● **STATED GOAL**: Locate the line that contains "Task: annotation of the antenna", then copy it and all later lines of the data below exactly, through the last one.

● **EXERCISE MATERIAL**:
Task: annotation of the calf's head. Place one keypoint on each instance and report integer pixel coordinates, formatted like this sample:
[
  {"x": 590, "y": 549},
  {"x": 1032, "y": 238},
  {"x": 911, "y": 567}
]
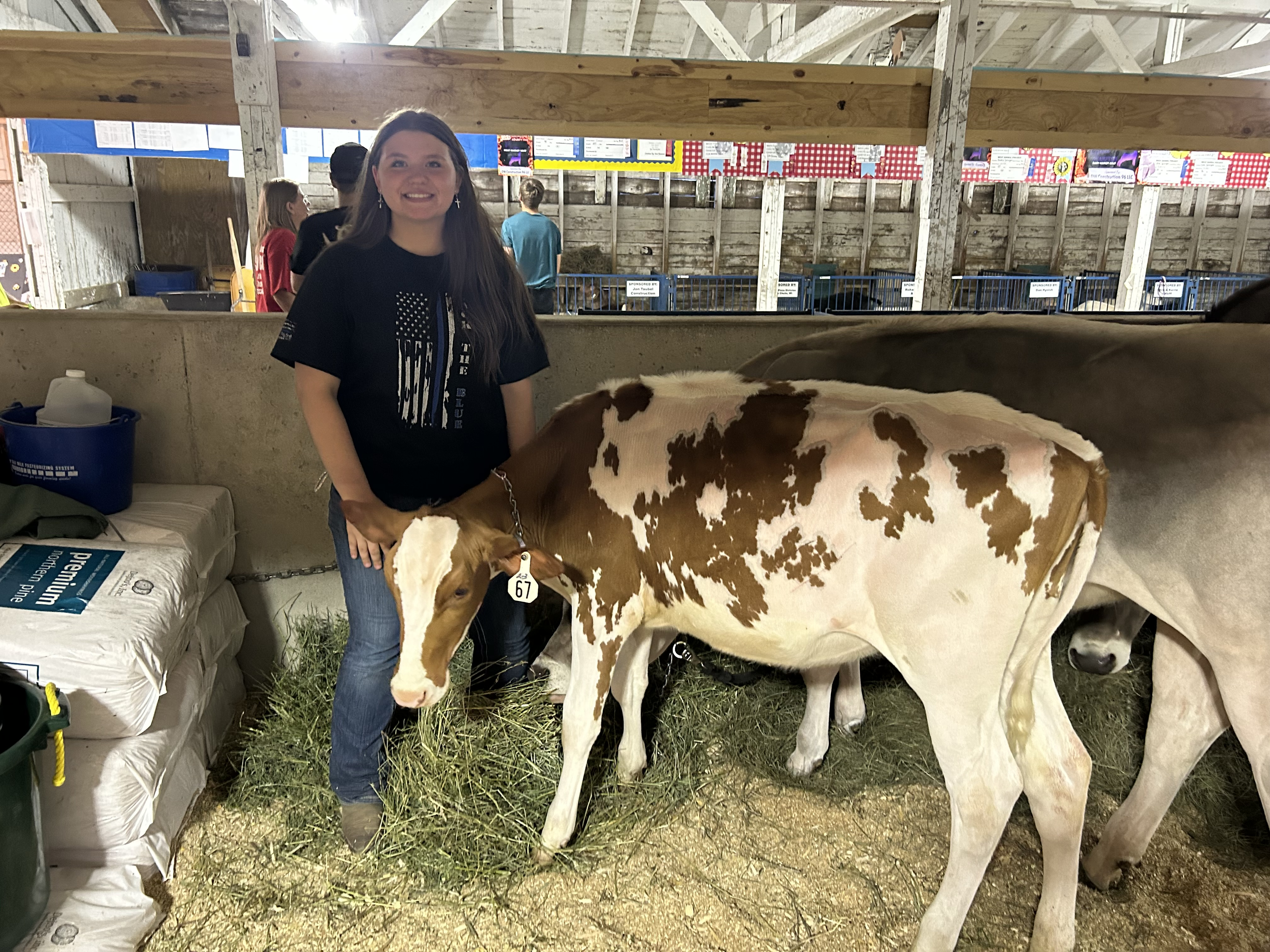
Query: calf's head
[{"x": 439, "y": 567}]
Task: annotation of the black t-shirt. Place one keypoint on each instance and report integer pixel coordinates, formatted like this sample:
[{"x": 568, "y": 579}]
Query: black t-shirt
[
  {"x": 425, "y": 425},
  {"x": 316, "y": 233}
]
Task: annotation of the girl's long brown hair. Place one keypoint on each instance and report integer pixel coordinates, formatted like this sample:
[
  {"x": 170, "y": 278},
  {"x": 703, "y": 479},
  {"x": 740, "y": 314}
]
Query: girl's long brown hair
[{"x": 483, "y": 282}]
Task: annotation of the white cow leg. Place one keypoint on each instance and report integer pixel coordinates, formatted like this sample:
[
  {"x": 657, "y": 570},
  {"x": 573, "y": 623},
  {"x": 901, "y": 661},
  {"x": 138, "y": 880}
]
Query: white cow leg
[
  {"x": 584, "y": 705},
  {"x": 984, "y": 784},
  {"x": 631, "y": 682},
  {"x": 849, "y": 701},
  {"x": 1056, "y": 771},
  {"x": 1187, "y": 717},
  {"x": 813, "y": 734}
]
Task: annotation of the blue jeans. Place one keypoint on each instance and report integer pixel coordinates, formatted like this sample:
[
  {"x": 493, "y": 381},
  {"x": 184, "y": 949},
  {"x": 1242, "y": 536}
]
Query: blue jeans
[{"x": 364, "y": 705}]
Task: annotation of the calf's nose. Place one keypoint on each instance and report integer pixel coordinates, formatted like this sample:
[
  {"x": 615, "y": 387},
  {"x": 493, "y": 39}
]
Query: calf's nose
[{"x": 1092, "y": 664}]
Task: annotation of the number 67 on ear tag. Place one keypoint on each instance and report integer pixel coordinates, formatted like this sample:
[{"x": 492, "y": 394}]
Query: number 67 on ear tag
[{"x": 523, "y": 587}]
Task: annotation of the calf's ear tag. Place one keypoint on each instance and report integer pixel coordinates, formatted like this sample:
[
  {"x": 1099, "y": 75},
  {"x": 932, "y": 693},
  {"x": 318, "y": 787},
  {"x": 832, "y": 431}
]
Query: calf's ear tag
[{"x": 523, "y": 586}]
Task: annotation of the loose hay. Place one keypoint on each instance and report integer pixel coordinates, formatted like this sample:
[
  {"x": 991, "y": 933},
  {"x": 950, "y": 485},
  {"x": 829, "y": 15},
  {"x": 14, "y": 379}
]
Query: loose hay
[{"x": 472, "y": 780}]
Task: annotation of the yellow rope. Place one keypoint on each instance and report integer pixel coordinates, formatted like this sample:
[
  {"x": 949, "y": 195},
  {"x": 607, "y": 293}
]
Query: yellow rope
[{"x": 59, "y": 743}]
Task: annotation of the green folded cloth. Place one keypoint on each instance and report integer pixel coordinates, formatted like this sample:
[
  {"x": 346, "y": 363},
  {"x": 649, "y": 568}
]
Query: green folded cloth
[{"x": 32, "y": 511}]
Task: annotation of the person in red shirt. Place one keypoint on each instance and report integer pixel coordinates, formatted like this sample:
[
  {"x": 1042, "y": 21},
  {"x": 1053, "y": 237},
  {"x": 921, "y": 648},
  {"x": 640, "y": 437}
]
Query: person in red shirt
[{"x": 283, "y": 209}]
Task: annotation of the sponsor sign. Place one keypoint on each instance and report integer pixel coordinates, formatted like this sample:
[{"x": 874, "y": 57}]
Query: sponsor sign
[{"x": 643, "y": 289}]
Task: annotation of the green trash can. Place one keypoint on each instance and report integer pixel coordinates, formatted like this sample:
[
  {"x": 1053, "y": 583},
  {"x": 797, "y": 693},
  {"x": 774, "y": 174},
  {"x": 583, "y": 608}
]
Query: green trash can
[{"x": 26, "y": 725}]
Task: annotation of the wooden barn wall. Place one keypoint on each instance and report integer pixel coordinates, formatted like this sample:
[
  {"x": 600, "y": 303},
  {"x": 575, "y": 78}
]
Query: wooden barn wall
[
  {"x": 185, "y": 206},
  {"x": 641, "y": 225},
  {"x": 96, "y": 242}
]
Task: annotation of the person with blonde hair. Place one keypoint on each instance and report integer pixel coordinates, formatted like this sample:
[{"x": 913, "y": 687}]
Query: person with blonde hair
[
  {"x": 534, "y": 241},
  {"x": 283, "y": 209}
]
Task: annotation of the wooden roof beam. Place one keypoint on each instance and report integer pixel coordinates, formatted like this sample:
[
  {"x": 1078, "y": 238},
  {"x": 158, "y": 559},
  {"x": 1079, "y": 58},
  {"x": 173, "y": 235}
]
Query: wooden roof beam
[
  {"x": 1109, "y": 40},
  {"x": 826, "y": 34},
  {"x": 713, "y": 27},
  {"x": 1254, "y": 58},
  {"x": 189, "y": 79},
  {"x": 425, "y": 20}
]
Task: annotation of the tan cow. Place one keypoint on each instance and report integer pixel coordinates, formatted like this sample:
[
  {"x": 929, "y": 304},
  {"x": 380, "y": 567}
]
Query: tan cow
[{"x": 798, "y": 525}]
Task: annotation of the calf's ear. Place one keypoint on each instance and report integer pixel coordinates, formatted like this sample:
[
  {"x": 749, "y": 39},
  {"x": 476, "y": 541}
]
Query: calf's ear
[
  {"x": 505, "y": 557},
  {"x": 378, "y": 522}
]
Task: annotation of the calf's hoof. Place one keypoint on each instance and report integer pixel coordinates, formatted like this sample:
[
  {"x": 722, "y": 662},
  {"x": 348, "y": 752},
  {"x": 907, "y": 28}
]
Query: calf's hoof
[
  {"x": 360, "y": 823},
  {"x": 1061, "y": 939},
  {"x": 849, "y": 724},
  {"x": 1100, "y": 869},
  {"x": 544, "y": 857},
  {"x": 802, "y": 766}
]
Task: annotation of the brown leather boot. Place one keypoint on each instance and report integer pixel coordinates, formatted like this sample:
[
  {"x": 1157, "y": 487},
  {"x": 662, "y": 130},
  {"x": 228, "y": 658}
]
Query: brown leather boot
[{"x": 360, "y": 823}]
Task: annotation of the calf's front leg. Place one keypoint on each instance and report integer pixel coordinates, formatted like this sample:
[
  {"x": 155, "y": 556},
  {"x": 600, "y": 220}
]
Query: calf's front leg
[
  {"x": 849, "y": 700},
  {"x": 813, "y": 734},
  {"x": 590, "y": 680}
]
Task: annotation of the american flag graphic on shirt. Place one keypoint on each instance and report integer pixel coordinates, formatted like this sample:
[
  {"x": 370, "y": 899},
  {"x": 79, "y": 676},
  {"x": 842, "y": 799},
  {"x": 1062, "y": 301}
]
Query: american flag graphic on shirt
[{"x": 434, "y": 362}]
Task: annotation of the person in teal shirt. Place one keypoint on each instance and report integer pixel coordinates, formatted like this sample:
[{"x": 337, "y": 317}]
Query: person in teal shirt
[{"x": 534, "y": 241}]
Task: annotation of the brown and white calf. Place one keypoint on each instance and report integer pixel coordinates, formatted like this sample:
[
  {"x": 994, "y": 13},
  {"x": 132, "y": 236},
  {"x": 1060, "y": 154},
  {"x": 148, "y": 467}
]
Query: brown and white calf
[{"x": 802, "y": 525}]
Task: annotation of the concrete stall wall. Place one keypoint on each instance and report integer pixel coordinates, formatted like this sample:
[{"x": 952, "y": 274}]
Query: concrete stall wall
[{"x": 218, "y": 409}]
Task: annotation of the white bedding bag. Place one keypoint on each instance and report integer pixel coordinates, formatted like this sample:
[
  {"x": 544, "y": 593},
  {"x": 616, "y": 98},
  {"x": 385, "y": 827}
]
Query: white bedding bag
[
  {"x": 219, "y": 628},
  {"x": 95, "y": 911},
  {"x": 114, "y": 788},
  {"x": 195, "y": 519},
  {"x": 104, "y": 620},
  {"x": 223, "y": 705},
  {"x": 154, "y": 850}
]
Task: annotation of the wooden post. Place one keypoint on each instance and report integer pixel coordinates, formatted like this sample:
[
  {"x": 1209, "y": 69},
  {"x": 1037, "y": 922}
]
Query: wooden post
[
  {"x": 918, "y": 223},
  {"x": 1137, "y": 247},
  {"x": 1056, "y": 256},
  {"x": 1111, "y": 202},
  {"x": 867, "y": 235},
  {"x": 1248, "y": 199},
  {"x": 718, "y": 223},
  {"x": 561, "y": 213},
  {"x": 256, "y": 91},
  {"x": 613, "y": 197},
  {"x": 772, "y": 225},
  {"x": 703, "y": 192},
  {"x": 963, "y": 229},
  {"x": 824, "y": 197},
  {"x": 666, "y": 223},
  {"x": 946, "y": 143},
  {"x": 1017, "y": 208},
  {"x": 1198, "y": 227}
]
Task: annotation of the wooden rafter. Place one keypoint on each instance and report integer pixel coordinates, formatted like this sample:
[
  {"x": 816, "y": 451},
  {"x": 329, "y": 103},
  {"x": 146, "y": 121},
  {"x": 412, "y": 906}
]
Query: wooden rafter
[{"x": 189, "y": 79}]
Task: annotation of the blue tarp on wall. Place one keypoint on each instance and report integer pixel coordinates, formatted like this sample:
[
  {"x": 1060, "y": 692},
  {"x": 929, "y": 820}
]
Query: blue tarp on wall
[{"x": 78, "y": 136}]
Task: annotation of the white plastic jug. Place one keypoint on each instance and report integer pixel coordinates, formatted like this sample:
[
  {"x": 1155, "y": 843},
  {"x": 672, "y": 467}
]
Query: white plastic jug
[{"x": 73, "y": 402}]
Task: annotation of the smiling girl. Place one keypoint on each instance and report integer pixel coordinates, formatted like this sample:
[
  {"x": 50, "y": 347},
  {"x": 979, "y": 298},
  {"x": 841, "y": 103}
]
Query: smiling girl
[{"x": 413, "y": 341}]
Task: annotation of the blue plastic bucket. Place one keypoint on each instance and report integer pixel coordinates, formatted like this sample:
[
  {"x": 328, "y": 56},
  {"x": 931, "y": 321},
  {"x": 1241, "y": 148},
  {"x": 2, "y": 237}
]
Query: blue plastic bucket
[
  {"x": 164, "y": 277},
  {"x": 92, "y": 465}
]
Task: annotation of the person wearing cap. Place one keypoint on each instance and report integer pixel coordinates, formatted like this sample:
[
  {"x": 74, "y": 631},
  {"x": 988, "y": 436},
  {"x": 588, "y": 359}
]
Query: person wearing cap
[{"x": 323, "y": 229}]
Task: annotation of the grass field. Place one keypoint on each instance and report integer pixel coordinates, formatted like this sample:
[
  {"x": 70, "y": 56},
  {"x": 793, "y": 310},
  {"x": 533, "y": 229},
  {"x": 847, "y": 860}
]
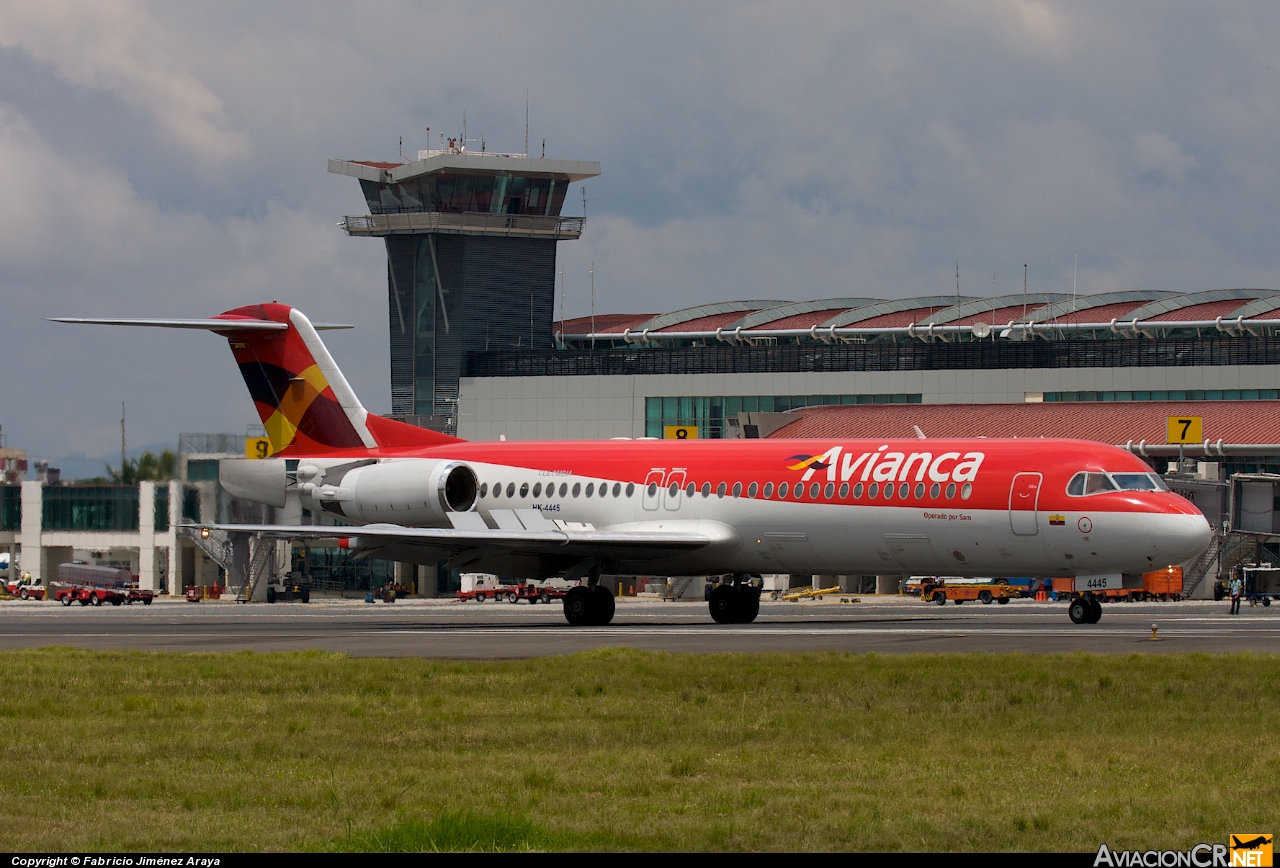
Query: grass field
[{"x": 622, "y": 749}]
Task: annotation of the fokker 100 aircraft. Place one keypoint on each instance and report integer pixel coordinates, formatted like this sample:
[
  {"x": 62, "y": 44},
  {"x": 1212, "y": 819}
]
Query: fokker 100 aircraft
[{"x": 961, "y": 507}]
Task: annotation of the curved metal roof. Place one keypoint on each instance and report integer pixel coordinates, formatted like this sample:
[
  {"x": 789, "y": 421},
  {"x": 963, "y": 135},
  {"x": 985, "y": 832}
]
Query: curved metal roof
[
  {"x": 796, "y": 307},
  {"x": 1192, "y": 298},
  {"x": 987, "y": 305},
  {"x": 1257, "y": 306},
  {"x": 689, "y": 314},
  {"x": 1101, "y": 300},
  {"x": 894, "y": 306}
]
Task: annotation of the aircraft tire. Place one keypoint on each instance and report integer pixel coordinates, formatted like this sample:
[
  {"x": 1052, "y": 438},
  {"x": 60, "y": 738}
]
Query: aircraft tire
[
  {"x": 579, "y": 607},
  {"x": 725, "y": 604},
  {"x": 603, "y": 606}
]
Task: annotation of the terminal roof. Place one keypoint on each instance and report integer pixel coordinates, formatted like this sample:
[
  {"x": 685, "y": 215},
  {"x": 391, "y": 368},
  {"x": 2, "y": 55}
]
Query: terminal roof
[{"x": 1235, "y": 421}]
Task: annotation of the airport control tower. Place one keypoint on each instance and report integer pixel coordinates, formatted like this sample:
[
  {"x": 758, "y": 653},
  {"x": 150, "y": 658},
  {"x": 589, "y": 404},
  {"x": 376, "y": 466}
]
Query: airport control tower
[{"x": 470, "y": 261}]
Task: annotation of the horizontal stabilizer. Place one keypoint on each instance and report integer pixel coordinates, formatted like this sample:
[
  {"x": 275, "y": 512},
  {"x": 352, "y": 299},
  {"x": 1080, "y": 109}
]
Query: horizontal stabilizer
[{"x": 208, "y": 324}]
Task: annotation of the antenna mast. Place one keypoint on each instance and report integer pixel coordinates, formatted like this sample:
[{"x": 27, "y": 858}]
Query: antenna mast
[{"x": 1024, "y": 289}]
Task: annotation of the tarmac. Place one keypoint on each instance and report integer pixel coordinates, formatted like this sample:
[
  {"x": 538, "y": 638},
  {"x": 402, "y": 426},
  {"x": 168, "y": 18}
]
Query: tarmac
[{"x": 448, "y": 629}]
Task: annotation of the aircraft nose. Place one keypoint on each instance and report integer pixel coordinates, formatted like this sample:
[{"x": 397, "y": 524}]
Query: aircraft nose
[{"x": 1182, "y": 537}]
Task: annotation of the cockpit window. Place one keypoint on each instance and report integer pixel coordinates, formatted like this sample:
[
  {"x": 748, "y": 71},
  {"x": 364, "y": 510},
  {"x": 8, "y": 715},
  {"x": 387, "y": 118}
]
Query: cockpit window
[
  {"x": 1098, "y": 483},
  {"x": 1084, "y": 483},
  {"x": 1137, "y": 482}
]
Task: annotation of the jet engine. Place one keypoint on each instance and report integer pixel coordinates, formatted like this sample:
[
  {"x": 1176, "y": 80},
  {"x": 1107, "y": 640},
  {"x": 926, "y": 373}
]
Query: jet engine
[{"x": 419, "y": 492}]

● **ANSWER TO THE PROBLEM**:
Task: annotation of the antenna mast. Place one keypoint on each instance and report integer pixel coordinates, formatted like this sample:
[{"x": 27, "y": 858}]
Query: antenna mast
[{"x": 1024, "y": 289}]
Task: annotation of the tarmac. Place one keypoint on each instance and report integer pixel coordinates, formatted like this sample:
[
  {"x": 538, "y": 638},
  {"x": 402, "y": 426},
  {"x": 168, "y": 18}
]
Query: tarmac
[{"x": 448, "y": 629}]
Task: annotation of the aircraft nose. Place one keypoint on each instance and report integer pixel coordinates, formatted like this sample:
[{"x": 397, "y": 524}]
Query: aircraft nose
[{"x": 1182, "y": 537}]
Task: annotation of the cockpit window. Place one keypoint on each instance and report integer pixel coordinates, formatted like this sample:
[
  {"x": 748, "y": 71},
  {"x": 364, "y": 510},
  {"x": 8, "y": 715},
  {"x": 387, "y": 118}
]
Query: cockpit window
[
  {"x": 1098, "y": 483},
  {"x": 1084, "y": 483},
  {"x": 1137, "y": 482}
]
Task: annotation of the jet engine. Place one keypoint on each instance and report integer pixel coordinates, formatted like this sample:
[
  {"x": 1176, "y": 80},
  {"x": 1107, "y": 640},
  {"x": 926, "y": 373}
]
Query: jet engine
[{"x": 419, "y": 492}]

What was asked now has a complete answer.